▸ Extrait du document
Oublions donc pour un temps les albums, concentrons-nous sur les chansons, celles dont tout le monde parle en premier : “Brandt Rhapsodie” et “France Culture”. Deux antidotes au delermo-bénabarisme, à ce courant  qui avait été présenté comme un remède à la télé-réalité, comme s’il fallait forcément choisir l’un ou l’autre. “France Culture” aurait pu s’appeler “Ton héritage”, titre d’une chanson du Biolay, mais c’est surtout de celui d’une chanson de Delerm qu’AFD aurait pu s’inspirer en intitulant ce morceau “Les garçons de 1974”. Sauf que le rappel du passé ne fonctionne pas de la même façon : là où Delerm accumule les références gentillettes à l’attention d’un public en quête d’identification, “lalalalala”, AFD, las las las las, parle avant tout de lui, ne cherche pas forcément à être aimable (“Elle trouvait que les noirs sentaient, elle n’aimait pas les odeurs”) ni à tendre un miroir à sa seule génération. Les suivantes, aussi, pourront s’y reconnaître un peu.

Si le nom de Truffaut surgit spontanément dès qu’on parle des deux musiciens, le premier n’en a retenu que le côté faussement léger, tandis que le second a aussi gardé sa noirceur et son obsession inavouable pour la mort. Grattez le vernis germanopratin d’un Delerm, vous ne trouverez qu’un grand vide ; oubliez le name-dropping évidé de Fleurent-Didier (le leimotiv “il/elle ne m’a pas appris”), il vous restera un drôle d’humour à froid (“Ils n’avaient pas voulu que je regarde Apocalypse Now mais je pouvais lire Au coeur des ténèbres, je ne l’ai pas lu, on ne m’a pas dit que c’était bien”) et quelques gifles assénées l’air de rien (“Elle m’a fait sentir que la drogue était trop dangereuse, il m’a dit que la cigarette était trop chère, elle m’a dit qu’une fois elle avait été amoureuse, elle ne m’a pas dit si ç’avait été de mon père”). Bref, Delerm et Didier, duel plutôt que duo, les ventes contre la réussite, l’inculture pop française contre “France Culture”.

▸ Extrait des données
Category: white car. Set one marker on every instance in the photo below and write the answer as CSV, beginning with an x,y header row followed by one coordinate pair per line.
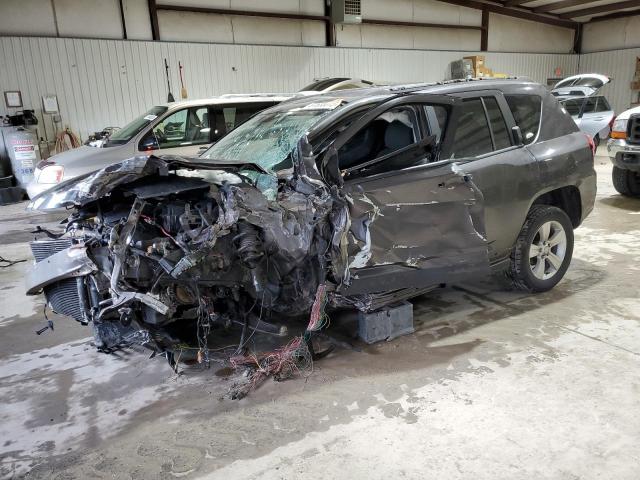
x,y
177,128
593,115
624,151
584,84
331,84
579,96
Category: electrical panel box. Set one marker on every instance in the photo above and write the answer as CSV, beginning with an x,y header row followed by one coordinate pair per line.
x,y
387,323
346,11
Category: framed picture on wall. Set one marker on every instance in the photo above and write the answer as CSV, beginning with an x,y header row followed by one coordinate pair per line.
x,y
50,104
13,99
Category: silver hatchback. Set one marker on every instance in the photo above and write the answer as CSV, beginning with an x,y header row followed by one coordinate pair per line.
x,y
177,128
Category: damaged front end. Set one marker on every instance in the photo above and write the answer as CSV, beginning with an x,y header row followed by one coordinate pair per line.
x,y
164,249
167,251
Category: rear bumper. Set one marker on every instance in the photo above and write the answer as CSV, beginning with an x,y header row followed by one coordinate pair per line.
x,y
624,155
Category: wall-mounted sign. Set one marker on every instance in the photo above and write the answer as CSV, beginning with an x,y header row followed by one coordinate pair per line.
x,y
13,99
50,104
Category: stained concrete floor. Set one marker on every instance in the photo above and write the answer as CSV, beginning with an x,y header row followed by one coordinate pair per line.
x,y
492,385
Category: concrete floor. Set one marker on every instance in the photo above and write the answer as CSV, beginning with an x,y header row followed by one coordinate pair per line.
x,y
492,385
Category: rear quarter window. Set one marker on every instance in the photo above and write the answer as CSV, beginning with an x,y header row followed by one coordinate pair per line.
x,y
526,110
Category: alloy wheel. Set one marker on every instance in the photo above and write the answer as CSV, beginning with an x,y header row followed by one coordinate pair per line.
x,y
547,250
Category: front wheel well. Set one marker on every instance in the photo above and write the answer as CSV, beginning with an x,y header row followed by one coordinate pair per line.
x,y
565,198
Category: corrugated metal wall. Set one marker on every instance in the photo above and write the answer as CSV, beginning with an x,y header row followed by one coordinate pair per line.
x,y
103,83
620,65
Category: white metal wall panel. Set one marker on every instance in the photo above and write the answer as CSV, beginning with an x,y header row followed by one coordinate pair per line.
x,y
103,83
620,65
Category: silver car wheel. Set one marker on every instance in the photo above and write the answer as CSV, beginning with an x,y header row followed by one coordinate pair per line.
x,y
547,250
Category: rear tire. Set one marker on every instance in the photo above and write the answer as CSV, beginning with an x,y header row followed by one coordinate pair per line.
x,y
626,182
543,250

▸ Énoncé
Relevez tous les titres de chansons mentionnés dans l'extrait du document.

▸ Corrigé
« Brandt Rhapsodie », « France Culture », « Ton héritage », « Les garçons de 1974 »